_Selección:_
↓

Lo nuestro es y será el mito y el mitote.
1-Demasiada
tinta derramo cada 15 de septiembre narrando la paradoja de empezar una guerra
de independencia gritando vivas al nombre del rey del que en teoría nos
queríamos independizar. Cada año me da por volver a poner el dedo en la llaga
en torno a la inexistencia de palabras como “México” e “independencia” en la
arenga del Padre de la Patria. En el grito hubo ¡Viva Fernando VII! y ¡Viva la
religión! pero ni por casualidad un ¡Viva México! Ya he platicado del veneno
que Allende preparó para matar a Hidalgo, de cómo se acusaron mutuamente
durante el juicio, de los amoríos del gallardo capitán de Dragones con la Corregidora
doña Josefa, del titubeo inexplicable en Cerro de las Cruces y el carro de
artillería estallado en Puente Calderón. También de que eso de celebrar la
noche del 15 y no el 16 es porque Porfirio Díaz nos heredó la bonita costumbre
de festejar en grande su cumpleaños. La realidad es que la noche del 15 de
septiembre Hidalgo jugaba naipes y bebía chocolate y no intuía que al amanecer
iba arengar a sus feligreses a agarrar sus machetes y salir a coger gachupines.
Hemos hablado de eso y muchas cosas, pero caray… el espíritu de toda liturgia
yace en el mito y no en la verdad comprobable, que suele ser molesta e
incomodar.
2-
Cuando hablamos de insurgencia me da por pensar en la historia de lo que pudo
haber sido. Me da por pensar en que el virrey Iturrigaray estuvo a punto de
concretar la independencia sin disparar un solo arcabuz en 1808; en que el
movimiento de Hidalgo en realidad entorpeció y retrasó la liberación de la
Nueva España en lugar de ayudarla; en que la Constitución de Cádiz pudo haber
creado el mejor de los mundos posibles – una suerte de confederación
intercontinental hispana, una Commonwealth de la hispanidad- pero Fernando VII,
el déspota reyecito al que Hidalgo dedicó vivas, tuvo a bien echarlo a perder
todo. De mil y un hubieras se escriben las efemérides.

↑

_Tareas requeridas:_
**A.** Enumera las personas que la selección nombra explícitamente.
**B.** Por favor, reproduce tal cual las líneas de las filas, empezando en la que contiene "Habitat-census task: mark the thin" y terminando en la que contiene "point(727, 400)".

_Extractos de filas:_
↓

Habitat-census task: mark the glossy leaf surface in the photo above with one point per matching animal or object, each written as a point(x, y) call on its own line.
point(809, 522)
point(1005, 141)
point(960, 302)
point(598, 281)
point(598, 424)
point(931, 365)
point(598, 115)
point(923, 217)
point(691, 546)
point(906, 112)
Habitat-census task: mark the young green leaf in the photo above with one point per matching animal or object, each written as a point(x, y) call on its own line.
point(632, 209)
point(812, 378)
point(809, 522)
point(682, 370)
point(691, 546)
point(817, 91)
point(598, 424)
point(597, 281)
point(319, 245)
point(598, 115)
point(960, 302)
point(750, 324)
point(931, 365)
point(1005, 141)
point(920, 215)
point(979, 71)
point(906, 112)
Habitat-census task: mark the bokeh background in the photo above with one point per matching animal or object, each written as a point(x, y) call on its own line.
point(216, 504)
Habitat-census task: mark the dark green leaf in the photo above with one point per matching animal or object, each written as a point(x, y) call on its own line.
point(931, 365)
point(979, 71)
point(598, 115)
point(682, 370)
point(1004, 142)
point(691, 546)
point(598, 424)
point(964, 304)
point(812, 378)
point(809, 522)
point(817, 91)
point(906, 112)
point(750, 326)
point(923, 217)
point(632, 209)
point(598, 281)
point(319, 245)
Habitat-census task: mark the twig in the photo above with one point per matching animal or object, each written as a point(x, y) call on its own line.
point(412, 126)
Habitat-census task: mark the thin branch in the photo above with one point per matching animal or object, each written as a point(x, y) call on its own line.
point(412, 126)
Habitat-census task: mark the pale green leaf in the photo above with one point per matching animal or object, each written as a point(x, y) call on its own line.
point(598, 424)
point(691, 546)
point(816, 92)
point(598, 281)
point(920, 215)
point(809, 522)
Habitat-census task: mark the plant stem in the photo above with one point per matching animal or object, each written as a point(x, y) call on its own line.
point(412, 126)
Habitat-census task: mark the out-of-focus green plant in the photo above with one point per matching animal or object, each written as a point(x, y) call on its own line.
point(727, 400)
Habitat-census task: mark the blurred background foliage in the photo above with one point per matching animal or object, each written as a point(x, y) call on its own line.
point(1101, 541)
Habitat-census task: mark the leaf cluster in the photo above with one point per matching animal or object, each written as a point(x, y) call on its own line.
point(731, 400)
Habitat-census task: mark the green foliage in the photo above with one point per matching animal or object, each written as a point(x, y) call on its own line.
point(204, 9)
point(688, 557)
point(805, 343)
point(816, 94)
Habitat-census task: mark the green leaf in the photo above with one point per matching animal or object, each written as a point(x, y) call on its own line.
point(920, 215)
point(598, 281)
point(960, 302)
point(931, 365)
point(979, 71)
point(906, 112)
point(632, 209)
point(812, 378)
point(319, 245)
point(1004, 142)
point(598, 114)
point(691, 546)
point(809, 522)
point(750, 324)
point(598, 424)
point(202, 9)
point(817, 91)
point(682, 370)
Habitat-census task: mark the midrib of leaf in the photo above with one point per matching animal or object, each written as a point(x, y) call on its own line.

↑

_Resultados por tarea:_
**A.**
- Hidalgo
- Fernando VII
- Allende
- doña Josefa, la Corregidora
- Porfirio Díaz
- Iturrigaray

**B.**
Habitat-census task: mark the thin branch in the photo above with one point per matching animal or object, each written as a point(x, y) call on its own line.
point(412, 126)
Habitat-census task: mark the pale green leaf in the photo above with one point per matching animal or object, each written as a point(x, y) call on its own line.
point(598, 424)
point(691, 546)
point(816, 92)
point(598, 281)
point(920, 215)
point(809, 522)
Habitat-census task: mark the plant stem in the photo above with one point per matching animal or object, each written as a point(x, y) call on its own line.
point(412, 126)
Habitat-census task: mark the out-of-focus green plant in the photo above with one point per matching animal or object, each written as a point(x, y) call on its own line.
point(727, 400)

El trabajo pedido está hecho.